--- BEGIN THE RECORDS ---

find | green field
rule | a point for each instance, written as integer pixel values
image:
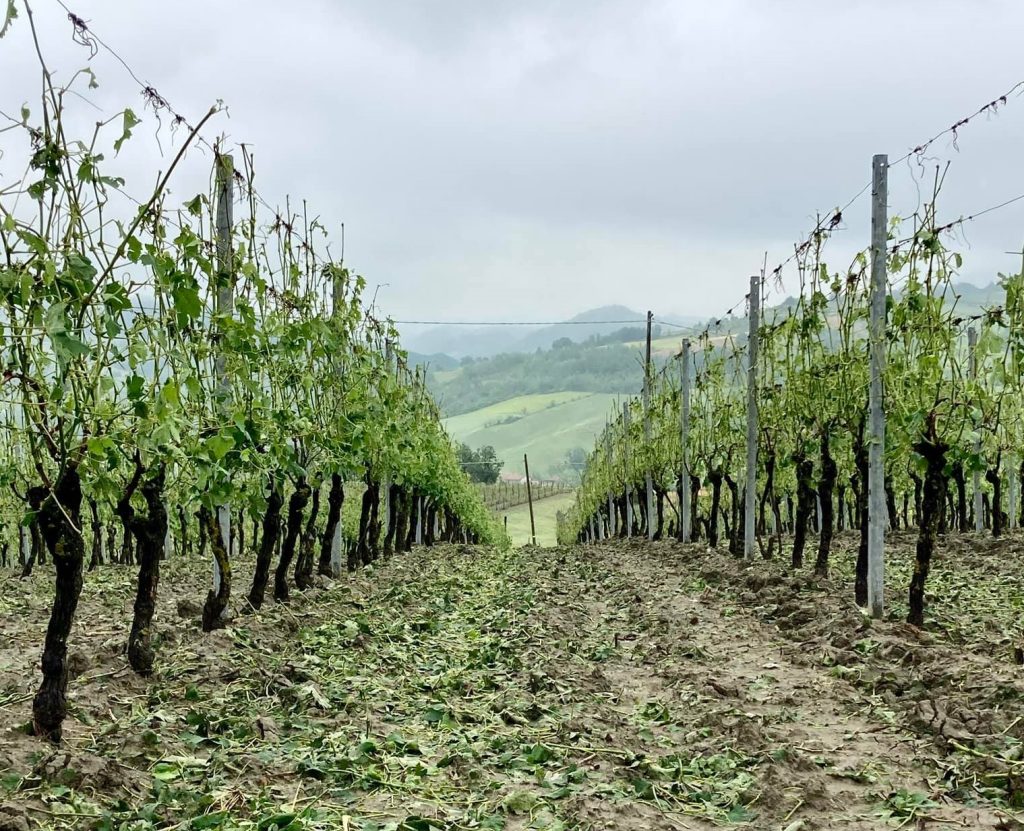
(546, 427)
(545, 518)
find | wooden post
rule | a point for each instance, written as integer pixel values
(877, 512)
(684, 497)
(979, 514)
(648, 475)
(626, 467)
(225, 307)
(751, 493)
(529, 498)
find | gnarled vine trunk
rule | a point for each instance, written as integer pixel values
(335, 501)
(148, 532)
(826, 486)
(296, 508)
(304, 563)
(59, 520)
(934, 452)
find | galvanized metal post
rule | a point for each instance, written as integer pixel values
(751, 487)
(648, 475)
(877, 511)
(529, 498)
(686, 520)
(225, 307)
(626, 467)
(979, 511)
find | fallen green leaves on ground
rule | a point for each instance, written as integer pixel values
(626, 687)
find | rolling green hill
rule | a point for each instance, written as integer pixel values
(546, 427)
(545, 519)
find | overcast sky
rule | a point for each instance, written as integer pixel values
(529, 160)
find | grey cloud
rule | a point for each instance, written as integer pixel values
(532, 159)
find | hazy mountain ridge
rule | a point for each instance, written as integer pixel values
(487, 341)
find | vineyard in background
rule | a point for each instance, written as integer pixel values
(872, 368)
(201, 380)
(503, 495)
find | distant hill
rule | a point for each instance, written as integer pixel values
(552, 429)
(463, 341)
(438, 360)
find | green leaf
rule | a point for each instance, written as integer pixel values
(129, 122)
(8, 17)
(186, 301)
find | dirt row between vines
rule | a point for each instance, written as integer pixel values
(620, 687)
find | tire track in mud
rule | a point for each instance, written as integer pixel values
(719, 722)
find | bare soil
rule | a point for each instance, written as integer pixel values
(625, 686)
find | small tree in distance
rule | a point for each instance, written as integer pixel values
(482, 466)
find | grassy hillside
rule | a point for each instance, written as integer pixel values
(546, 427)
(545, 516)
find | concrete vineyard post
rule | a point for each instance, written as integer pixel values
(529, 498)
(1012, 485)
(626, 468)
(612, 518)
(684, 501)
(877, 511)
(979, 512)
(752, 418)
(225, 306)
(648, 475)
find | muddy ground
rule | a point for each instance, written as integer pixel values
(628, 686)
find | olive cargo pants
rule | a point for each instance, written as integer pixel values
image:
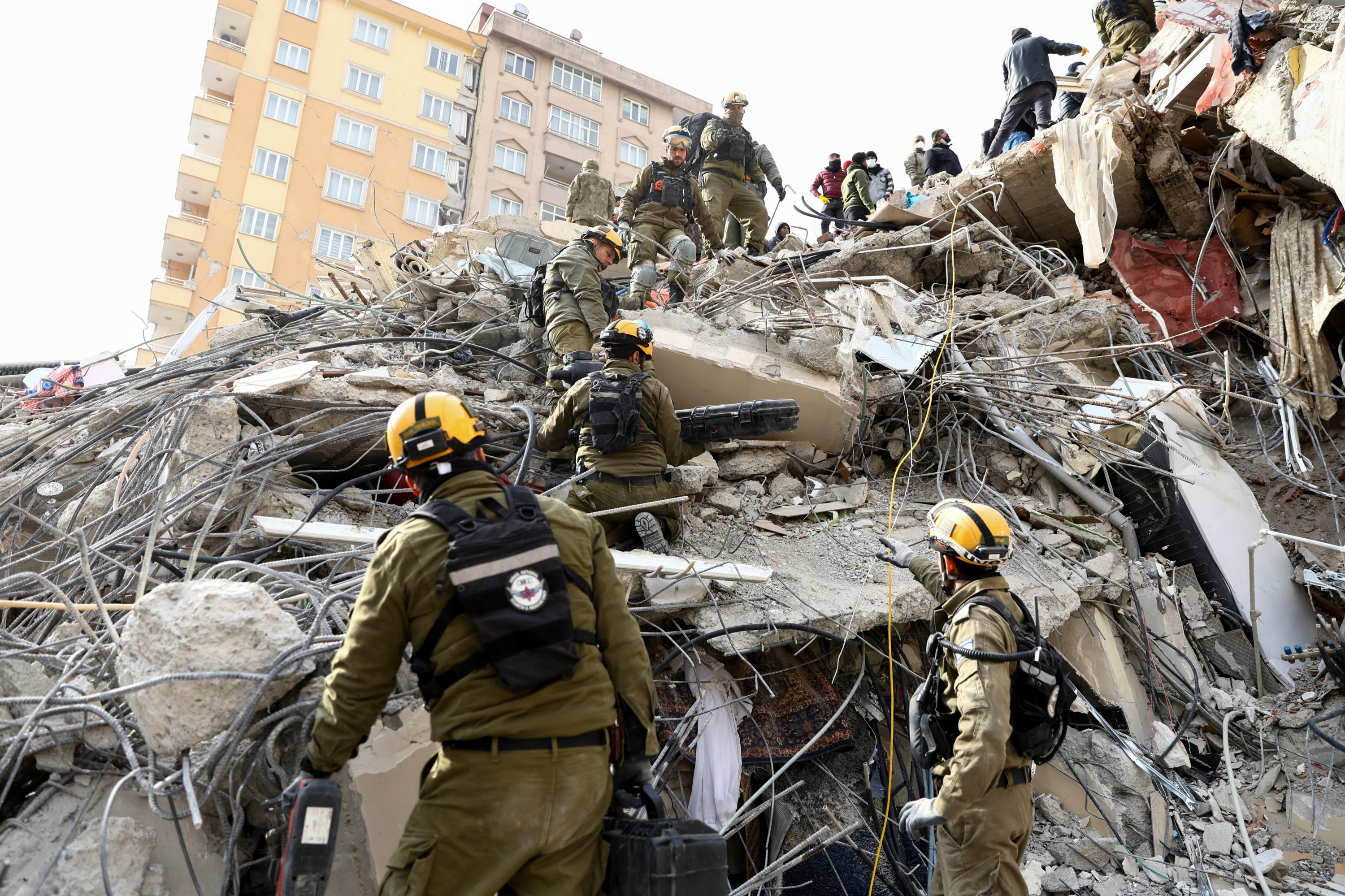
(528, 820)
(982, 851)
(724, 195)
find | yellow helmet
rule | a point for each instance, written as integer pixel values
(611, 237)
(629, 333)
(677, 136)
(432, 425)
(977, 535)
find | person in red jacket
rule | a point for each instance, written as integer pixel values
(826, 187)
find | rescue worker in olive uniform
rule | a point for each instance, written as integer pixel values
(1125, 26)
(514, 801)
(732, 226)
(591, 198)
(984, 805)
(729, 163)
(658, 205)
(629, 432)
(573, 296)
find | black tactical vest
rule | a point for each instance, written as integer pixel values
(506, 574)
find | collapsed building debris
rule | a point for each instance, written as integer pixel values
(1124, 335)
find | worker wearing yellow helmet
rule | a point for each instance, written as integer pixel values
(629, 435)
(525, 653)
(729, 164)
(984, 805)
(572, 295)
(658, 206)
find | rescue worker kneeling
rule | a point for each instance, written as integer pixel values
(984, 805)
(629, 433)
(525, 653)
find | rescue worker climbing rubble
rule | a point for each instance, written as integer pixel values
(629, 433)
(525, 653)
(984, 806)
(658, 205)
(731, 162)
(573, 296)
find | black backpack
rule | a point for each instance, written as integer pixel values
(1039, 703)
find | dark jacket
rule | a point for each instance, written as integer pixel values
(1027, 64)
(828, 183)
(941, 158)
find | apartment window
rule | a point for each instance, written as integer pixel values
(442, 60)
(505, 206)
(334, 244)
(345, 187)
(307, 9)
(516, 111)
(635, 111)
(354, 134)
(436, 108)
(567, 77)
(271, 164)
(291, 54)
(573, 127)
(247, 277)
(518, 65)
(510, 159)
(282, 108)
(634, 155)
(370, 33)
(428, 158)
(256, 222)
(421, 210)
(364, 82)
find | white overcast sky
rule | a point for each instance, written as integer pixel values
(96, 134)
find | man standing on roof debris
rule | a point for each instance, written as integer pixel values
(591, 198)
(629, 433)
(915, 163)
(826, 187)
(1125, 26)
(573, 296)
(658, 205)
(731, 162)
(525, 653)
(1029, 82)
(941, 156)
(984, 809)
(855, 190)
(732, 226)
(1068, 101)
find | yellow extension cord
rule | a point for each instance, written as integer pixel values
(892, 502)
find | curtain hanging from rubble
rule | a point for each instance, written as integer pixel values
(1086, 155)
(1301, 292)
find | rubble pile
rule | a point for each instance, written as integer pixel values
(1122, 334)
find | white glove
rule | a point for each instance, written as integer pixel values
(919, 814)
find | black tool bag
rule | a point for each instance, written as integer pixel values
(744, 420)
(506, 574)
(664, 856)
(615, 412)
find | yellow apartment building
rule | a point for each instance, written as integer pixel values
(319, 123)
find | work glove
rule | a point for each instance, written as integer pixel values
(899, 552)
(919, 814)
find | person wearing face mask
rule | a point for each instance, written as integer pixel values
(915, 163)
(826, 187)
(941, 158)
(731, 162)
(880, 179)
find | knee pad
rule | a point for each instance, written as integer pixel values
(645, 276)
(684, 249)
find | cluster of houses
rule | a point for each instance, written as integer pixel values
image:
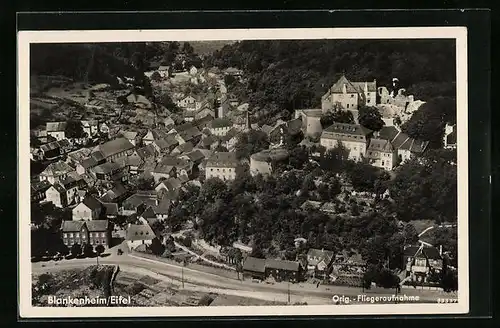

--- END THE RECORDS ---

• **TASK**: Output the lines of the material above, from the line containing "find | concrete vineyard post" through the line containing "(1124, 335)", inclusive, as a JSON list of strings with one string per line and blank lines omitted. Leave the pictures out.

• **RESULT FOR THIS TASK**:
[
  "find | concrete vineyard post",
  "rule | a point for each instance, written as integer pixel values",
  "(529, 498)",
  "(1012, 485)",
  "(626, 468)",
  "(612, 518)",
  "(684, 501)",
  "(877, 511)",
  "(979, 512)",
  "(752, 418)",
  "(225, 306)",
  "(648, 475)",
  "find | muddy ground",
  "rule | a point for each instance, written as integer pixel values",
  "(628, 686)",
  "find | olive cargo pants",
  "rule | a point for each instance, written as integer pixel values",
  "image:",
  "(528, 820)",
  "(982, 851)",
  "(724, 195)",
  "find | yellow helmet",
  "rule | a point for each instance, written as integer pixel values",
  "(611, 237)",
  "(629, 333)",
  "(677, 136)",
  "(432, 425)",
  "(977, 535)",
  "find | person in red jacket",
  "rule | a point for each instance, written as integer pixel values",
  "(826, 187)",
  "find | rescue worker in olive uniform",
  "rule | a point for each instance, written as integer pixel values",
  "(1125, 26)",
  "(514, 801)",
  "(732, 226)",
  "(591, 198)",
  "(984, 805)",
  "(729, 163)",
  "(658, 205)",
  "(629, 432)",
  "(573, 296)",
  "find | black tactical vest",
  "rule | a point for each instance, written as integer pixel values",
  "(506, 574)",
  "find | collapsed building debris",
  "rule | a point for each instance, written as integer pixel values",
  "(1124, 335)"
]